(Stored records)
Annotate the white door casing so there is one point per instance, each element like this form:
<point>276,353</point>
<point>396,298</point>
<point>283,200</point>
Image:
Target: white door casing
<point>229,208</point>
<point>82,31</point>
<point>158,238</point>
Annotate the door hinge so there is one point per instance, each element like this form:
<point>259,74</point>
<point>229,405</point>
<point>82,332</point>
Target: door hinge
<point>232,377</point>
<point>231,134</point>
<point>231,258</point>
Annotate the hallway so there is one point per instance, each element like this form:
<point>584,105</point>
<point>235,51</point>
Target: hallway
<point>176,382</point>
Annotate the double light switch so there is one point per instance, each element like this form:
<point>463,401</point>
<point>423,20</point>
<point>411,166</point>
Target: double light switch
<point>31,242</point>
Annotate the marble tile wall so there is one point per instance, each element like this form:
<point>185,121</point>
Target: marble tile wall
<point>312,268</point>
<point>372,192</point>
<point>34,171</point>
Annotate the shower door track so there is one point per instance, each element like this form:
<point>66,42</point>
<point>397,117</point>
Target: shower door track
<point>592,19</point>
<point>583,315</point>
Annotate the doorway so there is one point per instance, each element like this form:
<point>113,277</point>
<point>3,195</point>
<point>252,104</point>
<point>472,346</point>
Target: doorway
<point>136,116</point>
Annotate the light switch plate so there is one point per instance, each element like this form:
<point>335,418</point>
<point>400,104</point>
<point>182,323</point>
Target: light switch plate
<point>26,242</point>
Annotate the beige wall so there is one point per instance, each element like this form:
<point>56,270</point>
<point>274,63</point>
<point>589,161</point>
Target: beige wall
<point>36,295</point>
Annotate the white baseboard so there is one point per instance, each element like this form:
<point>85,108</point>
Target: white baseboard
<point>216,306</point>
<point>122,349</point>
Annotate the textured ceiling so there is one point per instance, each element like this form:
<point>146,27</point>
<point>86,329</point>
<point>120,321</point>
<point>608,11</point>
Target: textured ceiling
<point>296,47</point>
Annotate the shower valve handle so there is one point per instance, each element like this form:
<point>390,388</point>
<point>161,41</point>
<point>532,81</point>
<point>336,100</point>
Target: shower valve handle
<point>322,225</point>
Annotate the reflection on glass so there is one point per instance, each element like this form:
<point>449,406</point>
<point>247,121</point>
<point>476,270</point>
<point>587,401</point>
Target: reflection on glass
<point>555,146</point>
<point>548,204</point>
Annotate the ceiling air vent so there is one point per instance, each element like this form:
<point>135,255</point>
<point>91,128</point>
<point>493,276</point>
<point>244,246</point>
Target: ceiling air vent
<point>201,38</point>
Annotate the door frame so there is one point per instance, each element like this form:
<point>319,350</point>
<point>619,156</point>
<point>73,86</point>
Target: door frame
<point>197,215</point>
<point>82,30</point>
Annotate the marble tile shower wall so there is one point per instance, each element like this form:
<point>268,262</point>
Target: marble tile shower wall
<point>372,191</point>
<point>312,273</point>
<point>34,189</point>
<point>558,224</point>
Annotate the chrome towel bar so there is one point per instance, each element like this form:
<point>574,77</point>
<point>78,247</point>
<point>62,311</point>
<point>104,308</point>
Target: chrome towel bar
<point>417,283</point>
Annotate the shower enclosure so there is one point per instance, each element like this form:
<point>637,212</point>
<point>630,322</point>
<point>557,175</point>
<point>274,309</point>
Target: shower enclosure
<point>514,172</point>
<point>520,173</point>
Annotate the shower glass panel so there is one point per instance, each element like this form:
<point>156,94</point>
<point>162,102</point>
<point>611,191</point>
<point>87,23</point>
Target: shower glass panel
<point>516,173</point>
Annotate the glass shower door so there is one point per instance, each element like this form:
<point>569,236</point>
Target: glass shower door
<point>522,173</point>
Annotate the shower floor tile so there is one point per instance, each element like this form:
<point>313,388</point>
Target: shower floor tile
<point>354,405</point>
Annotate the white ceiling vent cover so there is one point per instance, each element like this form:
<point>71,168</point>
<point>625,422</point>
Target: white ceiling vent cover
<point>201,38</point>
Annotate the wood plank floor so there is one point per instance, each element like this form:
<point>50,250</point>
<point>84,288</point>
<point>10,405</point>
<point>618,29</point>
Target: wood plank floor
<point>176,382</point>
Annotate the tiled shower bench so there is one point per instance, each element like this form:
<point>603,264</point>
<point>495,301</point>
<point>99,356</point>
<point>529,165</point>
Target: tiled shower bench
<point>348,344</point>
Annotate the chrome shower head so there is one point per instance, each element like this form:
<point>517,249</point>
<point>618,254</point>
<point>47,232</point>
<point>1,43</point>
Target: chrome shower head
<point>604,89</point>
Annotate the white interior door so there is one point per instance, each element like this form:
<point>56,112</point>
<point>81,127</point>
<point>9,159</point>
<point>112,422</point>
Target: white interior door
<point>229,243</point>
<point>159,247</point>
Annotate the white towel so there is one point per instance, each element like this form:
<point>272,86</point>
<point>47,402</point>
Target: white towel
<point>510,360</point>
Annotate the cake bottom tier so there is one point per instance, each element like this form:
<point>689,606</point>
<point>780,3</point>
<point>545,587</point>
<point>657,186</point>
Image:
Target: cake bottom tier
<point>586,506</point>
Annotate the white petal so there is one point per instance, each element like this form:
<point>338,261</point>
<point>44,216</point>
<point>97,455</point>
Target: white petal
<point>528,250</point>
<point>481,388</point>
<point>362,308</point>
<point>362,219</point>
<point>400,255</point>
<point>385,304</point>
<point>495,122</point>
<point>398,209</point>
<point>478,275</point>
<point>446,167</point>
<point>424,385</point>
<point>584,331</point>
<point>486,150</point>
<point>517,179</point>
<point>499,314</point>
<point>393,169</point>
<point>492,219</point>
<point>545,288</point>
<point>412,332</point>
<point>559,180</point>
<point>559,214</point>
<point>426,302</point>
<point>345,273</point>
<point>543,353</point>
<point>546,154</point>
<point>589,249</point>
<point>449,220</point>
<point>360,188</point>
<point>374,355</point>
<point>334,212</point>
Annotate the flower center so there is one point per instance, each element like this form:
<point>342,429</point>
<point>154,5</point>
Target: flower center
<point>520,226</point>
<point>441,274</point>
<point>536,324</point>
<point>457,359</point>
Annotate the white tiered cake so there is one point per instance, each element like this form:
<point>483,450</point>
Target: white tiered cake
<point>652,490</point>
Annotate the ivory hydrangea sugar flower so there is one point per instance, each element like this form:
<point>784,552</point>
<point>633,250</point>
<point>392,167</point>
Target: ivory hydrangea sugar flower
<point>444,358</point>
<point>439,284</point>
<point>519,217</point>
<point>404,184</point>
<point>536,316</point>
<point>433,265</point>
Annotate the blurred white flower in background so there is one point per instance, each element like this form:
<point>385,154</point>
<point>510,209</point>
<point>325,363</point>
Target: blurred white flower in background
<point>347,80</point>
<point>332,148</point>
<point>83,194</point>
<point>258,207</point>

SHORT TASK: Could you repeat the lines starting with the line containing "Annotate the blurred" and going on through the last line, requests included, with every coordinate in the answer points shifted by -51 and the sample points in the requests left as they are?

SOLVED PROBLEM:
Annotate the blurred white flower in background so there is one point per instance, each element like this form:
<point>385,154</point>
<point>510,209</point>
<point>325,363</point>
Target: blurred white flower in background
<point>296,29</point>
<point>281,97</point>
<point>32,143</point>
<point>207,156</point>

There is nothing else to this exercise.